*STATED EXERCISE*.
Transcribe the passage of the Smirle Avenue house article below, starting at "Since Mike was" and ending at "of this year.".

*EXTRACTED TEXT*.
Who Lives Here? The blue house on Smirle Avenue

By Shaun Markey – 

In Wellington Village, there was a little house at 70 Smirle Ave. at the corner of Spencer that had valiantly served its occupants for something in the order of 90 years. By 2017, however, the modest dwelling was showing serious signs of age. The occupants, Mike Leach, Kate Billingsley and their children, daughter Ngaire (16) and son Finn (13) had been living satisfactorily, although coping, frustratingly at times, with uneven floors and a deteriorating foundation for some 14 years.

Since Mike was involved in the construction industry, the couple decided a new house was in order and that the aging building would be replaced. (Mike’s firm is Kiwi Mike’s, and he describes himself as a general contractor who also builds.) The old 70 Smirle house came down on September 11, 2017 and the family moved in to the new 70 Smirle in May of this year.

*INFORMATION SUPPLIED*.
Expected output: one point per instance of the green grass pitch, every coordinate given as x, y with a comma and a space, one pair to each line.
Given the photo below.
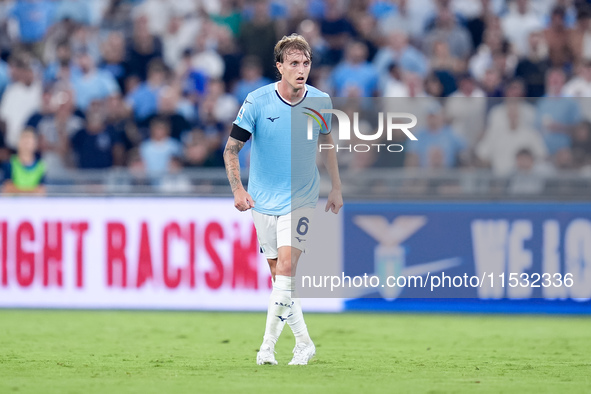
197, 352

*CORRECT ANSWER*.
Since Mike was involved in the construction industry, the couple decided a new house was in order and that the aging building would be replaced. (Mike’s firm is Kiwi Mike’s, and he describes himself as a general contractor who also builds.) The old 70 Smirle house came down on September 11, 2017 and the family moved in to the new 70 Smirle in May of this year.